• Work to complete: Would you write out the listing verbatim and skip every picture in it?
★ ★ ★ ★
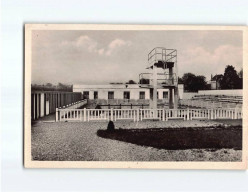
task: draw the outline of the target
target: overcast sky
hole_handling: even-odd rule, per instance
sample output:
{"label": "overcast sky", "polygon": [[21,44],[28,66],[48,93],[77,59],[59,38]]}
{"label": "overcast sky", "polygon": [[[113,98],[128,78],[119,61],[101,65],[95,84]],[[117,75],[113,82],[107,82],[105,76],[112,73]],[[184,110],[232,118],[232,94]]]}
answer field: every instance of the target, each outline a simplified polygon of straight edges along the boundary
{"label": "overcast sky", "polygon": [[242,67],[241,31],[33,31],[32,83],[138,82],[154,47],[177,49],[179,76]]}

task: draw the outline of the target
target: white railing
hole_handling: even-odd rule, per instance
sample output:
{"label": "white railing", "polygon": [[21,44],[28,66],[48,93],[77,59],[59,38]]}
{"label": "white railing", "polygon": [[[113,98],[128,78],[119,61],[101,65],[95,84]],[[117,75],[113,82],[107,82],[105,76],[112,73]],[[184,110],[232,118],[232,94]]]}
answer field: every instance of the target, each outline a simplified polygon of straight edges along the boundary
{"label": "white railing", "polygon": [[56,121],[242,119],[242,109],[57,109]]}
{"label": "white railing", "polygon": [[211,100],[198,100],[198,99],[182,99],[180,100],[180,105],[195,107],[195,108],[207,108],[207,109],[216,109],[216,108],[242,108],[241,103],[233,102],[219,102]]}
{"label": "white railing", "polygon": [[[80,100],[66,106],[63,108],[56,108],[56,121],[64,119],[65,117],[71,117],[70,120],[78,120],[78,116],[80,115],[80,107],[87,104],[87,100]],[[69,118],[68,118],[69,119]]]}

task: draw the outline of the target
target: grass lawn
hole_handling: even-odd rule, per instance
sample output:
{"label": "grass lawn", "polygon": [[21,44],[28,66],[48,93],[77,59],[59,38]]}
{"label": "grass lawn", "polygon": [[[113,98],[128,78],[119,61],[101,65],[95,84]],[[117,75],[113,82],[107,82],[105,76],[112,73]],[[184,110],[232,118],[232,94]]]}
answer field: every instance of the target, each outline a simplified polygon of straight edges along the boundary
{"label": "grass lawn", "polygon": [[[241,161],[241,120],[45,122],[31,127],[35,161]],[[101,130],[100,130],[101,129]]]}

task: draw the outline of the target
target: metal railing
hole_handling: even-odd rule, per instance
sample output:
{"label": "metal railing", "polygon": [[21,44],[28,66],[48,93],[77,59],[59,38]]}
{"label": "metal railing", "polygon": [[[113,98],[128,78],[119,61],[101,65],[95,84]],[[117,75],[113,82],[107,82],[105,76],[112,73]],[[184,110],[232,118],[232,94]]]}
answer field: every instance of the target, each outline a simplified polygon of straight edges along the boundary
{"label": "metal railing", "polygon": [[148,54],[148,63],[163,62],[176,62],[177,50],[166,49],[163,47],[156,47]]}

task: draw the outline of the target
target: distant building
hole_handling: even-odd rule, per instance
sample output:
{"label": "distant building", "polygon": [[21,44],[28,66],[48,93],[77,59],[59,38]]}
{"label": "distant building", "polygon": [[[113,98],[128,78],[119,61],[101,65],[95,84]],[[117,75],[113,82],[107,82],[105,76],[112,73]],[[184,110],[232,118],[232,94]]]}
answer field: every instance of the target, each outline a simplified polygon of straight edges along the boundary
{"label": "distant building", "polygon": [[214,77],[212,77],[212,75],[211,75],[211,81],[210,81],[211,89],[212,90],[221,89],[220,82],[221,82],[222,79],[223,79],[222,74],[216,74]]}
{"label": "distant building", "polygon": [[[179,97],[183,96],[183,85],[178,85]],[[73,92],[81,92],[84,99],[90,100],[149,100],[149,88],[139,84],[73,85]],[[169,89],[158,88],[158,99],[168,99]]]}

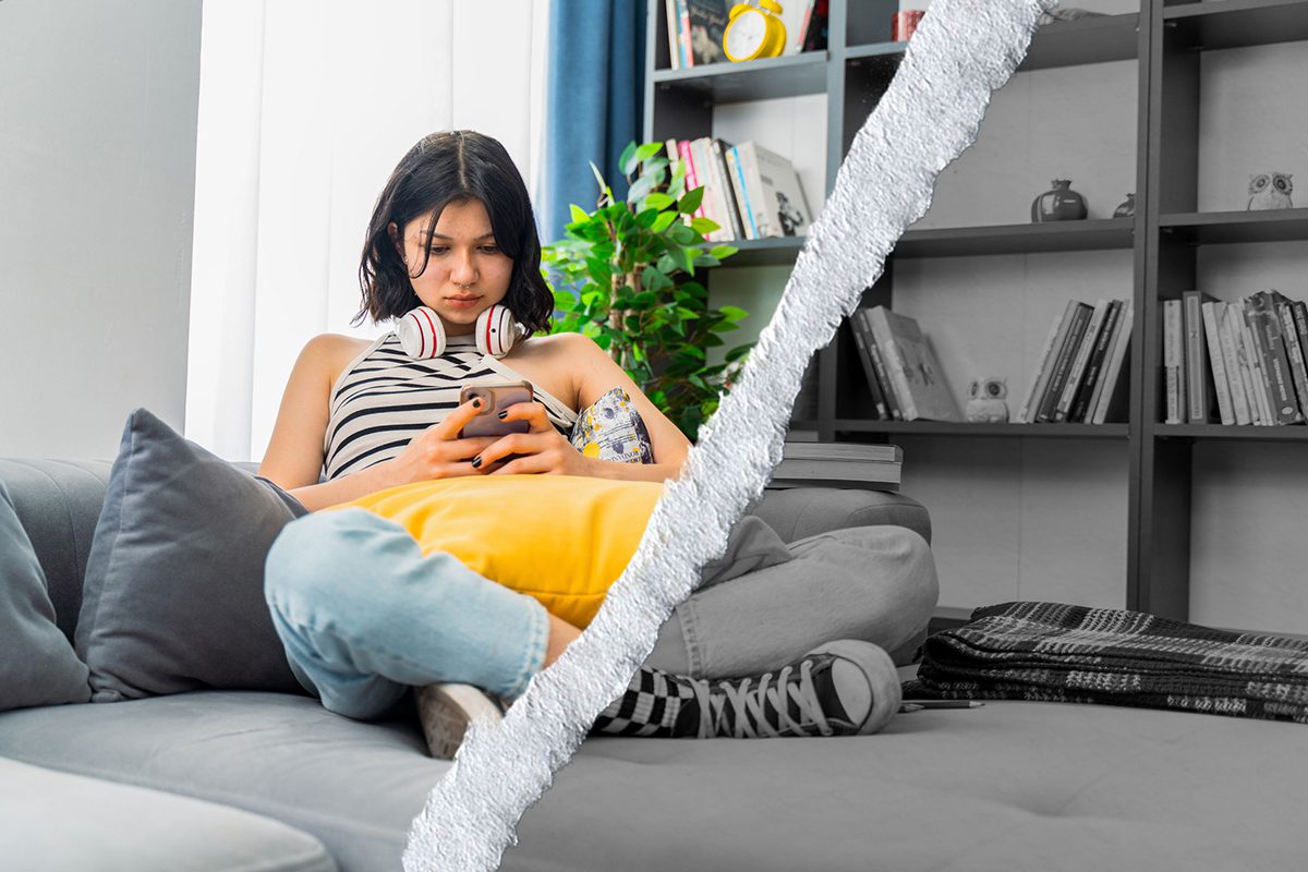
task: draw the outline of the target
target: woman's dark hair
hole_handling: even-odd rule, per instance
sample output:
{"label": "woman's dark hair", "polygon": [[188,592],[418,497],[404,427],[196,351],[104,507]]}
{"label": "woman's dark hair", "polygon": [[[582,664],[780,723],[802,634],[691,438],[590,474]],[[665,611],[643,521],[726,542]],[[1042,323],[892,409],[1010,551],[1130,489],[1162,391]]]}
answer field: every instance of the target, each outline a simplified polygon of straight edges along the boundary
{"label": "woman's dark hair", "polygon": [[[394,221],[403,233],[409,221],[434,210],[428,226],[428,231],[434,231],[446,205],[467,200],[485,205],[496,244],[513,259],[509,293],[501,302],[528,336],[549,329],[555,298],[540,275],[540,237],[527,186],[504,145],[476,131],[424,136],[391,173],[368,222],[358,268],[364,302],[353,324],[360,324],[365,315],[374,324],[399,318],[422,305],[388,225]],[[419,276],[426,271],[429,259],[429,254],[422,258]]]}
★ ★ ★ ★
• Output below:
task: draw the outline of the target
target: overcast sky
hole_handling: even-odd rule, per instance
sample output:
{"label": "overcast sky", "polygon": [[21,44],[28,66],[48,93],[77,59],[59,38]]}
{"label": "overcast sky", "polygon": [[[113,98],[128,78],[119,61],[101,65],[95,84]],[[117,75],[113,82],[107,82],[105,76],[112,73]],[[184,110],[232,118],[232,94]]]}
answer field: every instance of the target, each outline a simplified polygon of straight edges along the boundary
{"label": "overcast sky", "polygon": [[242,67],[241,31],[33,31],[32,83],[138,82],[154,47],[177,49],[179,76]]}

task: draw the outline of the target
target: white railing
hole_handling: even-odd rule, per instance
sample output:
{"label": "white railing", "polygon": [[21,44],[28,66],[48,93],[77,59],[59,38]]}
{"label": "white railing", "polygon": [[[113,98],[128,78],[119,61],[101,65],[95,84]],[[117,75],[113,82],[107,82],[105,76],[112,73]],[[184,110],[232,118],[232,94]]]}
answer field: every instance of the target, each outline a simplified polygon of straight edges along the boundary
{"label": "white railing", "polygon": [[56,121],[242,119],[242,109],[57,109]]}
{"label": "white railing", "polygon": [[211,100],[198,100],[198,99],[182,99],[180,100],[180,105],[195,107],[195,108],[207,108],[207,109],[216,109],[216,108],[242,108],[241,103],[233,102],[219,102]]}
{"label": "white railing", "polygon": [[[80,100],[66,106],[63,108],[56,108],[56,121],[64,119],[65,117],[71,117],[70,120],[78,120],[78,116],[80,115],[80,107],[87,104],[87,100]],[[69,118],[68,118],[69,119]]]}

task: draw the outline of the target
target: grass lawn
hole_handling: even-odd rule, per instance
sample output:
{"label": "grass lawn", "polygon": [[21,44],[28,66],[48,93],[77,59],[59,38]]}
{"label": "grass lawn", "polygon": [[[113,98],[128,78],[119,61],[101,65],[95,84]],[[117,75],[113,82],[107,82],[105,76],[112,73]],[[184,110],[232,118],[232,94]]]}
answer field: every instance of the target, each outline a simplified polygon of straight edges along the boundary
{"label": "grass lawn", "polygon": [[[241,161],[241,120],[45,122],[31,127],[35,161]],[[101,130],[100,130],[101,129]]]}

task: draw the outline of the target
target: metal railing
hole_handling: even-odd rule, per instance
sample output:
{"label": "metal railing", "polygon": [[21,44],[28,66],[48,93],[77,59],[59,38]]}
{"label": "metal railing", "polygon": [[[113,98],[128,78],[119,61],[101,65],[95,84]],[[117,75],[113,82],[107,82],[105,76],[112,73]],[[184,110],[232,118],[232,94]]]}
answer field: every instance of the target, each outline a simplified polygon of straight edges along the boundary
{"label": "metal railing", "polygon": [[148,54],[148,63],[163,62],[176,62],[177,50],[166,49],[163,47],[156,47]]}

task: draw the outline of the target
target: distant building
hole_handling: even-odd rule, per instance
sample output:
{"label": "distant building", "polygon": [[21,44],[28,66],[48,93],[77,59],[59,38]]}
{"label": "distant building", "polygon": [[[113,98],[128,78],[119,61],[101,65],[95,84]],[[117,75],[113,82],[107,82],[105,76],[112,73]],[[184,110],[232,118],[232,94]]]}
answer field: every instance of the target, each outline a simplified polygon of straight edges along the boundary
{"label": "distant building", "polygon": [[214,77],[212,77],[212,75],[211,75],[211,81],[210,81],[211,89],[212,90],[221,89],[220,82],[221,82],[222,79],[223,79],[222,74],[216,74]]}
{"label": "distant building", "polygon": [[[179,97],[183,96],[183,85],[178,85]],[[73,92],[81,92],[84,99],[90,100],[149,100],[149,88],[139,84],[73,85]],[[169,89],[158,88],[158,99],[168,99]]]}

task: draw the outline of the target
target: woman's dark hair
hole_handling: even-odd rule, per instance
sample output:
{"label": "woman's dark hair", "polygon": [[188,592],[418,497],[404,427],[196,351],[104,507]]}
{"label": "woman's dark hair", "polygon": [[[582,664],[780,723],[802,634],[691,438],[590,474]],[[665,611],[643,521],[726,542]],[[1042,323],[892,409],[1010,551],[1130,489],[1162,391]]]}
answer field: every instance of the target, each outline a simplified polygon of straight edges along the boundary
{"label": "woman's dark hair", "polygon": [[[394,221],[403,233],[409,221],[434,210],[428,226],[428,231],[434,231],[446,205],[467,200],[485,205],[496,244],[513,259],[509,293],[501,302],[528,336],[549,329],[555,298],[540,275],[540,237],[527,186],[504,145],[476,131],[424,136],[391,173],[368,222],[358,268],[364,302],[353,324],[360,324],[365,315],[374,324],[399,318],[422,305],[388,225]],[[419,276],[426,271],[429,259],[429,254],[422,258]]]}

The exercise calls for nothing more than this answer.